#### [TASKS TO CARRY OUT]
1. Transcribe the part of the Bauyrzhan Momyshuly biography starting at "In November 1932, Bauyrzhan" and ending at "Soviet State Bank.".
2. Go on with the Bauyrzhan Momyshuly biography from the point where it stops.

[PROVIDED PASSAGE]

- Bauyrzhan in 1941
- Native name: Бауыржан Момышұлы
- Born: 24 December 1910 Orak Balga, Syr-Darya Oblast, Russian Empire (now Jualy District, Jambyl Region, Kazakhstan)
- Died: 10 June 1982 (aged 71) Alma-Ata, Kazakh SSR, Soviet Union (now Almaty, Kazakhstan)
- Buried: Kensai Cemetery, Almaty
- Allegiance: Soviet Union
- Service years: 1932–1934; 1936–1955;
- Rank: Colonel
- Unit: Mounted troops
- Commands: 9th Guards Rifle Division
- Conflicts: Battle of Lake Khasan; World War II Eastern Front; ;
- Awards: Military:; Hero of the Soviet Union; Order of Lenin; Order of the Red Banner (2x); Order of the Red Star; Order of the Patriotic War; Medal "For the Victory over Germany in the Great Patriotic War 1941–1945"; Medal "For the Defence of Moscow"; Medal for Battle Merit; Civilian:; People's Hero of Kazakhstan; Order of the Red Banner of Labour; Order of Friendship of Peoples; Order of the Badge of Honour;

= Bauyrzhan Momyshuly =

Kazakh-Soviet military officer and author

Bauyrzhan Momyshuly, also spelled Baurjan Momish-Uli (Бауыржан Момышұлы, Bauyrjan Momyşūly; Russified: Бауыржан Момышулы; – 10 June 1982) was a Soviet Kazakh military officer and author, posthumously awarded with the titles Hero of the Soviet Union and People's Hero of Kazakhstan.

== Biography ==

=== Early life ===
Bauyrzhan was born in Orak Balga, a now abandoned Aul in the modern Jualy District in southern Kazakhstan, to a family of nomadic herders from the Dulat tribe. He lived with his relatives until the age of thirteen, but spent his teenage years in Soviet boarding schools. After completing his secondary education in 1929, he worked as a teacher, a secretary of a district committee and as an assistant-prosecutor. He was later employed as a department chief in the Kazakh ASSR's Central Agency for Economic Planning.

In November 1932, Bauyrzhan was conscripted for a two-year service in the Red Army, and posted as a cadet in the 14th Mountain Infantry Regiment. After his discharge, he studied a course in economics in the Leningrad Institute of Finance and worked in the Kazakh branch of the Commercial-Industrial Soviet State Bank.

[/PROVIDED PASSAGE]
[RECORD EXTRACTS]

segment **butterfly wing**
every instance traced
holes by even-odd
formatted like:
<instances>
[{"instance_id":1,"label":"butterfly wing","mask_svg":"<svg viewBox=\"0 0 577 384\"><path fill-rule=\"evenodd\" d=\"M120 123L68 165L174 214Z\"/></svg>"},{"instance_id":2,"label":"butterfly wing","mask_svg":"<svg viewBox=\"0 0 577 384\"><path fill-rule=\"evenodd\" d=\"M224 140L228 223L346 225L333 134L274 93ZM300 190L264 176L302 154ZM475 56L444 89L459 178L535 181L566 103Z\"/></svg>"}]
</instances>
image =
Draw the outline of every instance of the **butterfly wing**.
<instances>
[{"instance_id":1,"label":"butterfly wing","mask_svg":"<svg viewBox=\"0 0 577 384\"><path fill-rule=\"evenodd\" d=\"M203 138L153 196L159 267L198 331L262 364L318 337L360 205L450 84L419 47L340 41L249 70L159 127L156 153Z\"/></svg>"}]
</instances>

[/RECORD EXTRACTS]
[RECORD EXTRACTS]

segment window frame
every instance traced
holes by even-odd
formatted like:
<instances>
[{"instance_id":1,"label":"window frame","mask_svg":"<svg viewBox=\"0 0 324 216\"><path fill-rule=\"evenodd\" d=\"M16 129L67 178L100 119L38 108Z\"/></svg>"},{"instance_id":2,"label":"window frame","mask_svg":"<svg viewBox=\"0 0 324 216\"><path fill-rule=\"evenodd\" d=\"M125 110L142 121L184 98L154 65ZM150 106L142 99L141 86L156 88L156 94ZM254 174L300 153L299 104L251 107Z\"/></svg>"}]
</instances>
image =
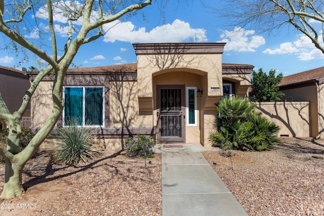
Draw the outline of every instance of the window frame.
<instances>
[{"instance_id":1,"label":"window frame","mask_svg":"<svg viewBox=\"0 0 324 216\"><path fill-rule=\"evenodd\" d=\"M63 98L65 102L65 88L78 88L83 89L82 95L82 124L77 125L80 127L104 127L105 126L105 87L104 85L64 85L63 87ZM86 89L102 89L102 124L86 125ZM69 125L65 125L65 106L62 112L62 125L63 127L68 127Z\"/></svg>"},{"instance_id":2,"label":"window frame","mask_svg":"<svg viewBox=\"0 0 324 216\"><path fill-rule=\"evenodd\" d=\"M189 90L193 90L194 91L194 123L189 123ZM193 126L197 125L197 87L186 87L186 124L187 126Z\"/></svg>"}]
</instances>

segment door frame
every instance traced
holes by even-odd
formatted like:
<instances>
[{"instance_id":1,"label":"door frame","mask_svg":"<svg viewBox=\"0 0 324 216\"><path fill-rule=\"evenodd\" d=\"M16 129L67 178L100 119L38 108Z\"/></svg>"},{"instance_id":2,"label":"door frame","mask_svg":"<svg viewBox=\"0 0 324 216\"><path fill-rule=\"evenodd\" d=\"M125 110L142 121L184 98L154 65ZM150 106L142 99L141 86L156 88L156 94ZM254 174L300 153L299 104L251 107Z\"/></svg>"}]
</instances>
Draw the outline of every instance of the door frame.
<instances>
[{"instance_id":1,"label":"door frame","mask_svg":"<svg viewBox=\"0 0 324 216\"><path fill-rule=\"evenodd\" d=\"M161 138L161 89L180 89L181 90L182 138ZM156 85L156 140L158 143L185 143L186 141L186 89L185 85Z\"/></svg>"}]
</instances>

[/RECORD EXTRACTS]

#### [RESPONSES TO THE EXERCISE]
1.
In November 1932, Bauyrzhan was conscripted for a two-year service in the Red Army, and posted as a cadet in the 14th Mountain Infantry Regiment. After his discharge, he studied a course in economics in the Leningrad Institute of Finance and worked in the Kazakh branch of the Commercial-Industrial Soviet State Bank.

2.
=== Military career ===
On 25 March 1936, Bauyrzhan was again called for military service, becoming a platoon commander in the Central Asian Military District's 315th Regiment. He remained in the military for the next two decades. In March 1937, the regiment was transferred to the Far Eastern Front in Siberia. While not subject to repression during the Great Purge, the remark "unreliable, with extreme nationalist views" was inscribed in his personal dossier in 1937. His biographer, Mekemtas Myrzakhmetov, believed this happened because Bauyrzhan was known to read the poetry of Magzhan Zhumabayev and works of other authors associated with the Alash Orda.

In 1939, Bauyrzhan was assigned to command the 105th Infantry Division's artillery. From February 1940, he headed the 202nd Independent Anti-Tank Battalion, based in Zhytomyr.

In January, the following year, Lieutenant Bauyrzhan returned to Kazakhstan, serving in Alma-Ata's military commissariat. When Germany invaded the Soviet Union on 22 June, he was appointed a battalion commander – Kombat – in the 1073rd Regiment of the newly formed 316th Rifle Division, headed by the military commissar of the Kirghiz SSR, Major General Ivan Panfilov.

=== World War II ===
In September 1941, the division was sent to the front in Malaya Vishera, in the vicinity of Leningrad. During October, as the Wehrmacht advanced on Moscow, the 316th – now part of General Konstantin Rokossovsky's 16th Army – was transferred to the theater and tasked with defending the highway passing through the city of Volokolamsk and the surrounding area. Bauyrzhan's battalion was assigned an eight-kilometer-long sector along the Ruza River; Senior Lieutenant Bauyrzhan took part in 27 engagements during the defense of the Soviet capital. From 16 to 18 November, he and his unit were cut off from the rest of the division in the village of Matryonino, yet managed to hold off the German forces and eventually broke out back to their lines. For its performances, the 316th was awarded the status of a Guards formation on 23 November, and named the Panfilov 8th Guards Rifle Division in honor of its fallen commander, who was killed in action on 18 November. In late November, Bauyrzhan was promoted to the rank of captain.

Bauyrzhan participated in the Soviet counter-offensive and was severely wounded on 5 December, though he declined to be evacuated to receive treatment.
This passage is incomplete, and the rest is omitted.